© JUNGE FREIHEIT Verlag GmbH & Co. www.jungefreiheit.de 13/19 / 22. März 2019

Die Dialektik des Fortschritts
Der ehemalige EKD- Ratsvorsitzende Wolfgang Huber porträtiert Dietrich Bonhoeffer und dessen Denken im Verweis auf die Gegenwart.
Herbert Ammon

Der frühere Ratsvorsitzende der EKD, Wolfgang Huber, ist fraglos einer der besten Kenner der Schriften des Märtyrer-Theologen Dietrich Bonhoeffer. Das vorliegende Buch ist als Porträt, sprich: als zeitlos gültiges Bild Bonhoeffers, nicht primär als Biographie konzipiert. Gleichwohl kommt die Biographie nicht zu kurz.

Besonders ansprechend erscheint – neben dem zweiten Kapitel „Bildungswege“ – das vorletzte Kapitel „Polyphonie des Lebens“, in dem der Autor die Rolle der Musik im Leben Bonhoeffers behandelt. Aufgewachsen in kulturprotestantischem Milieu, in einer großen Familie mit einem agnostischen Vater und einer frommen Mutter, entschied sich Bonhoeffer bereits als Konfirmand für die Theologie.Trotz hoher Begabung und Perfektion als Pianist kam für den jungen Bonhoeffer eine Karriere als Musiker nicht in Frage.

Lebensgeschichte und Entfaltung seiner Theologie fallen bei Bonhoeffer zusammen. Sein Denken war geprägt von schwer auflösbaren Widersprüchen zwischen moderner, liberaler Fortschrittstheologie und neo-orthodoxen Begriffen von Gottes „Offenbarung“, die er unter dem Eindruck der Luther-Renaissance nach dem Ersten Weltkrieg sowie des „Römerbriefes“ von Karl Barth betrachtete. Was Bonhoeffers kulturkritische Aussagen anbelangt – wie sie reichlich sein unvollendetes Hauptwerk „Ethik“ durchziehen –, so fehlt in Hubers Aufzählung von Lektüreeinflüssen der Name Oswald Spengler.

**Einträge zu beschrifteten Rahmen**
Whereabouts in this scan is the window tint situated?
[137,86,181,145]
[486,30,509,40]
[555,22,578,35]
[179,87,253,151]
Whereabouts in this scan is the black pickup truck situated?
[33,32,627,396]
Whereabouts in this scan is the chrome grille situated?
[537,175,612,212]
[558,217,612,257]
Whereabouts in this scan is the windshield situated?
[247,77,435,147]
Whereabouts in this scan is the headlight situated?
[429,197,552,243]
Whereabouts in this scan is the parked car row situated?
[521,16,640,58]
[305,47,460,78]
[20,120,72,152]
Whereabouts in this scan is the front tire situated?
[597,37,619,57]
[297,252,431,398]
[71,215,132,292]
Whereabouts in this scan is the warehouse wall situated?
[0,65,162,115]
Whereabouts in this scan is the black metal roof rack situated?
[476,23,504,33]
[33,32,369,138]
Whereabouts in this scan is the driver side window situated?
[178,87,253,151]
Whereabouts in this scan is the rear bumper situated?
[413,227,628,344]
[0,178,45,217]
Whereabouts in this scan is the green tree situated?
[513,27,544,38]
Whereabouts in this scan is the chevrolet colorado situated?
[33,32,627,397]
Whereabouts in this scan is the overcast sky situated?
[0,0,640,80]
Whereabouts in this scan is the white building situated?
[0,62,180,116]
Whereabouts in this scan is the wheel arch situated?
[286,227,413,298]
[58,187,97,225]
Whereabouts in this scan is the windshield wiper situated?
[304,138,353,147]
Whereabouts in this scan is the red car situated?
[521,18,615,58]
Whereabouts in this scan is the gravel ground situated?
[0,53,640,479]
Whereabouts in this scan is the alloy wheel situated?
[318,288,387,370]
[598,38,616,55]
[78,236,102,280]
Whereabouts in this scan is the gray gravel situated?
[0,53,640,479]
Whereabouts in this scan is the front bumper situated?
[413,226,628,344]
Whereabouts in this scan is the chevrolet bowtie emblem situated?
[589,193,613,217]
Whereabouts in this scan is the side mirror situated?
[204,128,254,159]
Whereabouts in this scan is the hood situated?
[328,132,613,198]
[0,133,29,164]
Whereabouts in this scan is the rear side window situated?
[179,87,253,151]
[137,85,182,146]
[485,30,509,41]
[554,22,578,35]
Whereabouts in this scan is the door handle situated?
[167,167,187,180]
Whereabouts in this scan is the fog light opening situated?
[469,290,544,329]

**Zu lösende Aufgaben**
- 1) Beantworten Sie anhand der Rezension zu Hubers Bonhoeffer-Buch folgende Fragen:
(a) Welches Amt hatte Wolfgang Huber früher inne?
(b) Zu welchem Zeitpunkt entschied sich Bonhoeffer für die Theologie?
(c) Welcher Name fehlt laut Rezension in Hubers Aufzählung von Lektüreeinflüssen?
- 2) Schreiben Sie die Rezension über Hubers Bonhoeffer-Porträt im Anschluss an ihren letzten Satz weiter.

**Antworten je Aufgabe**
- 1)
(a) Er war Ratsvorsitzender der EKD.
(b) Bereits als Konfirmand.
(c) Oswald Spengler.

- 2)
Aus heutiger Perspektive fällt Huber ein strenges Verdikt über Bonhoeffers frühe Aussagen als Vikar der Auslandsgemeinde in Barcelona (1928/29): „Das Ausmaß, in dem (er) ... sich mit solchen Überlegungen noch in den Ideen von 1914 verfängt, ist erschreckend.“ Differenziert behandelt Huber dessen bei Auslandsaufenthalten in New York und in London sowie im ökumenischen Dialog mit seinen ausländischen Freunden – namentlich Reinhold Niebuhr sowie Bischof George Bell – entwickelte Position zum Thema „christlicher Pazifismus“  im Gegensatz zu radikal-pazifistischen Ausdeutungen Bonhoeffers.

Huber erhellt dem Leser die politische, geistige und besonders die moralische Situation der Zeit nach 1933, indem er zeigt, daß und wie Bonhoeffer sich just nachdem er 1929 an die Berliner Universität zurückkehrt, wieder von ihr abwendet. Die Abkehr resultierte aus Bengt Seebergs Agitation gegen Bonhoeffer. Dieser war Enkel von Bonhoeffers national und republikfeindlich gesinntem Doktorvater und Dekan der Theologischen Fakultät, Reinhold Seeberg. Als Sprecher der theologischen Studentenschaft erklärte Bengt Seeberg dem Wissenschaftsminister Bernhard Rust, daß Bonhoeffers Rolle am Predigerseminar der Bekennenden Kirche in Finsterwalde (bei Stettin) mit akademischer Lehrtätigkeit unvereinbar sei. Rust entzog Bonhoeffer im August 1936 die Lehrbefugnis.

Insofern das Konzept des Buches über die bloße Rekonstruktion der geistigen Prägungen und Denkbewegungen des Theologen Bonhoeffer hinausweist, ist der Leser gehalten, sich mit den auf die Gegenwart zielenden Aussagen des Theologen Huber auseinanderzusetzen. Ein solches Unterfangen stellt den Rezensenten vor ein Dilemma: Kritik an Hubers aktualisierenden Deutungen dürfte hauptsächlich in konservativen, heute meist als evangelikal bezeichneten Kreisen auf Beifall stoßen.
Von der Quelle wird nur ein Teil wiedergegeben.